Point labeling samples
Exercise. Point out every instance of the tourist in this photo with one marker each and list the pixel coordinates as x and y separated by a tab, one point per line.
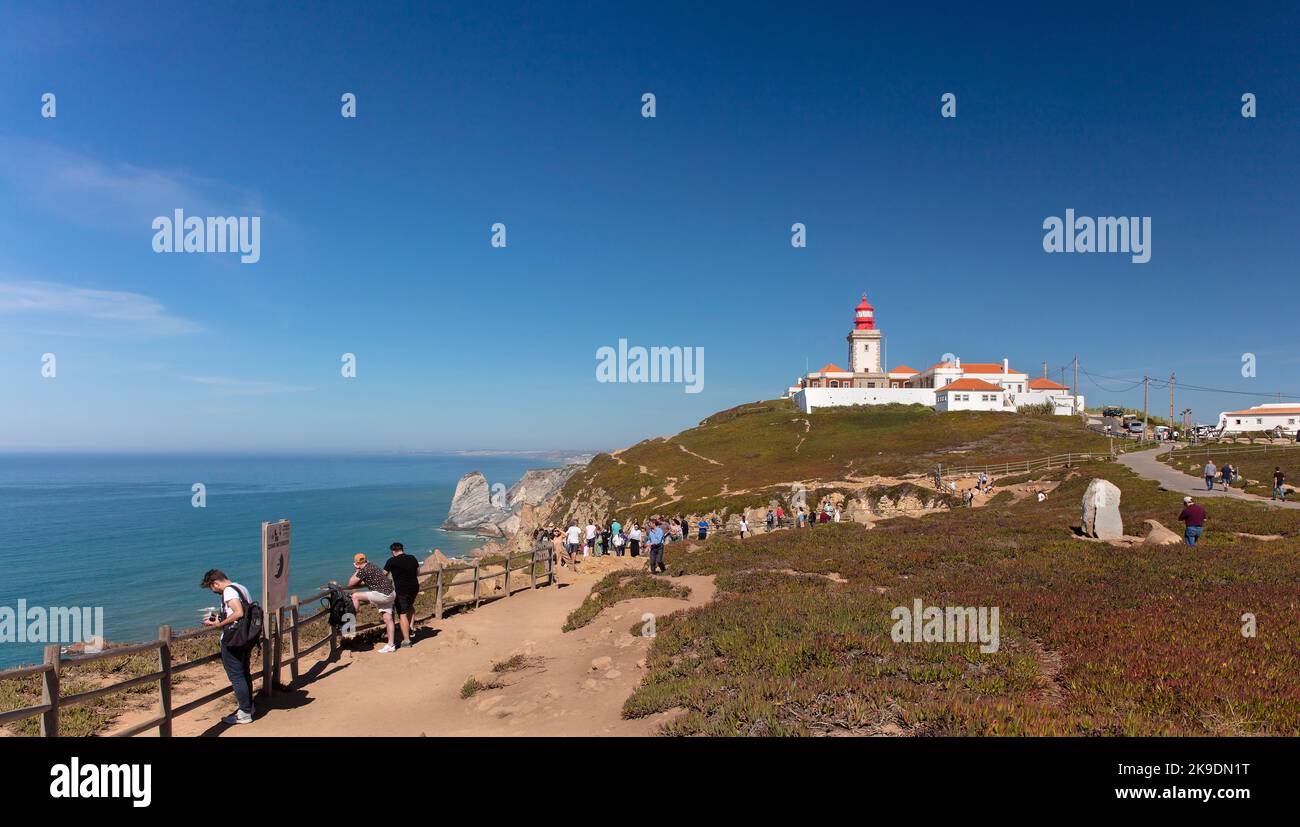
558	551
404	571
572	538
1194	515
655	540
237	662
378	592
635	541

_Goal_
Repeat the lines above word for word, leaving out the pictures.

_Finished task_
Exercise. Point out every instance of the tourist in this photo with one marker each and list the pixel coordinates as x and y separated by a tab, one point per line.
558	551
404	571
572	538
1194	515
655	540
237	662
378	592
635	541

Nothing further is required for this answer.